SET EXERCISE:
Can you retype the material from its first line through the line containing "[577, 599, 592, 637]", including both ends and keeping every character unchanged?

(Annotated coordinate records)
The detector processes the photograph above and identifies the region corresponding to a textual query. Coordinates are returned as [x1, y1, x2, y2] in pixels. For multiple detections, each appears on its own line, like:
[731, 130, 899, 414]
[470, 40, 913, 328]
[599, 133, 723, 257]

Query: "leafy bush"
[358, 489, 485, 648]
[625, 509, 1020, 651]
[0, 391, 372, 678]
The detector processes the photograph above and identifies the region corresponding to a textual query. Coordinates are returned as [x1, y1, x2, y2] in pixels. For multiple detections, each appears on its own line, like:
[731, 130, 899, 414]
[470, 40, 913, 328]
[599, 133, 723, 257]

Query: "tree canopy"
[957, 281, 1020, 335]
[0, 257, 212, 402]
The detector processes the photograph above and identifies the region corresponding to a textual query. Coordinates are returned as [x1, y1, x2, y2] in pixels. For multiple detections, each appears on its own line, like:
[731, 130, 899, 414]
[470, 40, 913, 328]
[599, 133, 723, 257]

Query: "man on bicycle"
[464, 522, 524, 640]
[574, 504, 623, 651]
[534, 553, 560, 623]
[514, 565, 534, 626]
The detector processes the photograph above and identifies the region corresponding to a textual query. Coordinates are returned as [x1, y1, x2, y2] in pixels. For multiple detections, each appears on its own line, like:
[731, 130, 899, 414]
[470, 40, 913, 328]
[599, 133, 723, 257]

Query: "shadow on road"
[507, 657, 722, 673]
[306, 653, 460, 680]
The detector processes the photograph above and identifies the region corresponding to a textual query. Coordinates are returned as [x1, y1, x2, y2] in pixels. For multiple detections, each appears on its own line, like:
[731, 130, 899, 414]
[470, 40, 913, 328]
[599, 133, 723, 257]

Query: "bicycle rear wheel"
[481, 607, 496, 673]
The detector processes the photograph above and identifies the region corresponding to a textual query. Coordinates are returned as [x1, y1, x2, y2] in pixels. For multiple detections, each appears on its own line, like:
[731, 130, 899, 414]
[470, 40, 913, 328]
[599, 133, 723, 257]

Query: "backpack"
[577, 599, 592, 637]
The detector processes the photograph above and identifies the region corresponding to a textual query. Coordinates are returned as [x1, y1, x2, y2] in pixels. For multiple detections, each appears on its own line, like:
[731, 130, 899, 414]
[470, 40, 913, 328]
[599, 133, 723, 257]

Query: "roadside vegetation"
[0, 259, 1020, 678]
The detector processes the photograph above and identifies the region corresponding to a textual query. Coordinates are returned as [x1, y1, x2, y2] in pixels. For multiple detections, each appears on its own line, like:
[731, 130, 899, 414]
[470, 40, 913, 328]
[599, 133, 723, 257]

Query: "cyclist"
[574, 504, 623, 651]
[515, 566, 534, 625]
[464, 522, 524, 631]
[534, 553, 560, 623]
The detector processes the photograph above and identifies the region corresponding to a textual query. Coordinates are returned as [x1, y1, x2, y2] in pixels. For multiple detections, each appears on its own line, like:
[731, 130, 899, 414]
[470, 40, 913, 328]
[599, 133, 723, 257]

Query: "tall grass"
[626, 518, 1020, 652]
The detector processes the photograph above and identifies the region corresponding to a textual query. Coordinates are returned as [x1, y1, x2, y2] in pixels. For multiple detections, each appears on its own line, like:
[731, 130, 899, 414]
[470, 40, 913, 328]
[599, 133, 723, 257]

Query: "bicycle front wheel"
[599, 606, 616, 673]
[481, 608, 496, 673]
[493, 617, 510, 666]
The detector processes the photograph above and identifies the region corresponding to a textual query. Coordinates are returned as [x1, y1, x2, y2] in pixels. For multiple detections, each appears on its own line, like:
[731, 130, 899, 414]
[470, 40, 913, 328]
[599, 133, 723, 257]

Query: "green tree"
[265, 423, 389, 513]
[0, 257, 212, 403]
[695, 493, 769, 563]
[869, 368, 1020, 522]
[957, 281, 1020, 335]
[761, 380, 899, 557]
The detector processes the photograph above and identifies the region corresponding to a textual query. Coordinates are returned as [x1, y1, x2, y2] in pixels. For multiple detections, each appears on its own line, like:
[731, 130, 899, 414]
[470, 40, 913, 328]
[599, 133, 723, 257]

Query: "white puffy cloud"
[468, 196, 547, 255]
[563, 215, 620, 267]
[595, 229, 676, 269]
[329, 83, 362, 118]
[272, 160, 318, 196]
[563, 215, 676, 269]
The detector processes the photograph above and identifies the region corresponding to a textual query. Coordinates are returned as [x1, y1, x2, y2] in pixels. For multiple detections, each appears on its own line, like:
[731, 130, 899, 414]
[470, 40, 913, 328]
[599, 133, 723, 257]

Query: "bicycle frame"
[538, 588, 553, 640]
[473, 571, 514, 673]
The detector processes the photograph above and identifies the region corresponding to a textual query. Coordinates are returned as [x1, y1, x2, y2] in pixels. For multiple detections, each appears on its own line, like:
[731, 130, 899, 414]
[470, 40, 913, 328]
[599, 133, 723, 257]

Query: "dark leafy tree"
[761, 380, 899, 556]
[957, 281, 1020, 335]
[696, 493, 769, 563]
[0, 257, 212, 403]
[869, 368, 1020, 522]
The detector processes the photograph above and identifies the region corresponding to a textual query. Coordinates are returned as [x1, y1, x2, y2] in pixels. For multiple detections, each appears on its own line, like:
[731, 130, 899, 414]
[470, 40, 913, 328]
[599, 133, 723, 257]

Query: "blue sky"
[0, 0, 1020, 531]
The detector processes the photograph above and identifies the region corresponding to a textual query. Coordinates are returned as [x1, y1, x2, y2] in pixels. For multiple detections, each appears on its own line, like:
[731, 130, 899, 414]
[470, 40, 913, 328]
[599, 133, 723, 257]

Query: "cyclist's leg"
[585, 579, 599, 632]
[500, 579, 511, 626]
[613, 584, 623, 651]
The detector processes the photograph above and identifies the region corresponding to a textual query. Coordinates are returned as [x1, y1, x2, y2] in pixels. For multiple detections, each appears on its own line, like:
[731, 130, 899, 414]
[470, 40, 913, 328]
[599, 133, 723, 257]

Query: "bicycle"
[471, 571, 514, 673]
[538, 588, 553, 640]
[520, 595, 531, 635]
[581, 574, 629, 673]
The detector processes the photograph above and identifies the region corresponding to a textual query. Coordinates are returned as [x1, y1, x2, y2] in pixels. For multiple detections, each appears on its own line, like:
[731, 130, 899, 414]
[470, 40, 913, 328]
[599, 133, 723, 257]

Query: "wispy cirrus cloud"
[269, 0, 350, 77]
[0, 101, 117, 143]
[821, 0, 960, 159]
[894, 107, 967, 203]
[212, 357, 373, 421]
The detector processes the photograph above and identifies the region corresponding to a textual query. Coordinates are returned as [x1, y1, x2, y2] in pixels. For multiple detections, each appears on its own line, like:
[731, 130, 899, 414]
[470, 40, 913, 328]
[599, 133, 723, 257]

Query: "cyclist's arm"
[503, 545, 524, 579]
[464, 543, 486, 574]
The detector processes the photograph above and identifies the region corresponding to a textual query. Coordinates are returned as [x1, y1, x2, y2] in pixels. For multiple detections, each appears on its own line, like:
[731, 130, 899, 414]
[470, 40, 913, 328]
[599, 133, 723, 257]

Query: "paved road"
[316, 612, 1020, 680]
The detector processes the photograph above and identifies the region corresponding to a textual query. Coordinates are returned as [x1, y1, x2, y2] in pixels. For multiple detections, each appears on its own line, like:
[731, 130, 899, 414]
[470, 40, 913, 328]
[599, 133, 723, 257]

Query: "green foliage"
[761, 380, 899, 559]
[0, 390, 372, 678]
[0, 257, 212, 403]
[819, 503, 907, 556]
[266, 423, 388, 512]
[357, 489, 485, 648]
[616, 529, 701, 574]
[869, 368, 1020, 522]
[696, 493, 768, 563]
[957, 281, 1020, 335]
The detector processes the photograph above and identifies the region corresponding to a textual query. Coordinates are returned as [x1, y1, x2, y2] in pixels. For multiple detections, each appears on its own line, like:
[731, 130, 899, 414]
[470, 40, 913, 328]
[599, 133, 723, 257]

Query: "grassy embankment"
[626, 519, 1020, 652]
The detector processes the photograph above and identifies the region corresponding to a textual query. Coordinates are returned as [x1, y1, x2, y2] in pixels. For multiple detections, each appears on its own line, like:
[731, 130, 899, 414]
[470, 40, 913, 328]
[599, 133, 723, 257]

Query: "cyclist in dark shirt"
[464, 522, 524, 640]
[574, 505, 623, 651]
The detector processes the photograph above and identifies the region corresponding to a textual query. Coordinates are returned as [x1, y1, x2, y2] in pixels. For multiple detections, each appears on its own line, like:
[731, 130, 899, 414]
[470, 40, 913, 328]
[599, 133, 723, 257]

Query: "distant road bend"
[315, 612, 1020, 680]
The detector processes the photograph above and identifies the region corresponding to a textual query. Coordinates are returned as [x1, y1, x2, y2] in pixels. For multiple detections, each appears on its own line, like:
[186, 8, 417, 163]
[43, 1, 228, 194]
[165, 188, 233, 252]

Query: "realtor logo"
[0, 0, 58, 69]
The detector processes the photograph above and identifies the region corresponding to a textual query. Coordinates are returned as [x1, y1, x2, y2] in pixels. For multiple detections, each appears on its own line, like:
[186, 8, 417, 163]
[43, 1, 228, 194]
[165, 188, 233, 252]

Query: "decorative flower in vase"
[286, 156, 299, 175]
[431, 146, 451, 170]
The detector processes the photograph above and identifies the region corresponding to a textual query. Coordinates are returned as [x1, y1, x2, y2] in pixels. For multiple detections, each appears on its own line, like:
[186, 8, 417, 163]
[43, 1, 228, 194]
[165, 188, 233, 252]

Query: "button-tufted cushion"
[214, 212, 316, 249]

RIGHT ANSWER:
The detector processes the photograph above and identifies the region corresponding to a textual query. Coordinates are returned as [x1, y1, x2, y2] in pixels. For multiple detections, each appears on its own line, like:
[731, 130, 899, 414]
[470, 40, 913, 328]
[599, 133, 723, 257]

Query: "leafy bush"
[358, 489, 485, 648]
[625, 509, 1020, 651]
[0, 391, 372, 678]
The detector processes the photograph above and identifies the region corresponding to a textual query. Coordinates are returned as [x1, y1, x2, y2] in pixels. For multiple detections, each appears on its own line, like:
[731, 130, 899, 414]
[470, 40, 913, 328]
[599, 133, 723, 257]

Query: "tree canopy"
[957, 281, 1020, 335]
[0, 257, 212, 402]
The detector processes the photograph above and identifies the region corresponding to a textual query. Coordinates are returned as [x1, y1, x2, y2] in pixels. For multiple detections, each appears on its own line, like:
[731, 130, 899, 414]
[470, 40, 913, 328]
[599, 133, 723, 257]

Query: "man on bicycle"
[464, 522, 524, 640]
[574, 504, 623, 651]
[534, 553, 560, 623]
[514, 565, 534, 626]
The detector processes the photograph above and identifies the region corresponding to a textual query. Coordinates are returned as [x1, y1, x2, y2] in pixels. For multiple detections, each appears on its own line, like:
[731, 130, 899, 414]
[470, 40, 913, 328]
[599, 133, 723, 257]

Query: "shadow on road"
[507, 657, 722, 673]
[306, 653, 460, 680]
The detector processes the photograph above and identifies the region corresponding to a textual query. Coordinates are returned as [x1, y1, x2, y2] in pixels. For multiple detections, each appears on its own line, like:
[731, 130, 899, 414]
[470, 40, 913, 328]
[599, 133, 723, 257]

Query: "bicycle rear wheel"
[481, 607, 496, 673]
The detector processes the photograph above and identifies the region corresponding to a textual query. Coordinates are returned as [x1, y1, x2, y2] in pixels. For multiple detections, each appears on its own line, like:
[731, 130, 899, 414]
[470, 40, 913, 328]
[599, 133, 723, 257]

Query: "backpack"
[577, 599, 592, 637]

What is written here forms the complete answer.